§ **Data provided**:
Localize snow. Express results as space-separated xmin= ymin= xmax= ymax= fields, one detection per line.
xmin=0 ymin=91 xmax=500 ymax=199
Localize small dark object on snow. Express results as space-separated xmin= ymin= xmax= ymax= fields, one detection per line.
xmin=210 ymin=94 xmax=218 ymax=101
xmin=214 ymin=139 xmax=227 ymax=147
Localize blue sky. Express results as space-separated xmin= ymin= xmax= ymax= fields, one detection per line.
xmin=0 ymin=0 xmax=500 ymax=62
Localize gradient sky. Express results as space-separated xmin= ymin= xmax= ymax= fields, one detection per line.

§ **Required task**: Copy out the material above line for line, leaving every word, number, and symbol unchanged.

§ **Result**:
Localize snow. Express results as space-separated xmin= ymin= xmax= ymax= fields, one detection per line.
xmin=0 ymin=91 xmax=500 ymax=199
Localize small dark object on snow. Express results as space-separated xmin= ymin= xmax= ymax= fields, one detection per line.
xmin=210 ymin=94 xmax=218 ymax=101
xmin=214 ymin=139 xmax=227 ymax=147
Localize blue sky. Express results as space-separated xmin= ymin= xmax= ymax= fields, one detection per line.
xmin=0 ymin=0 xmax=500 ymax=62
Localize gradient sky. Express results as space-separated xmin= ymin= xmax= ymax= fields, one detection per line.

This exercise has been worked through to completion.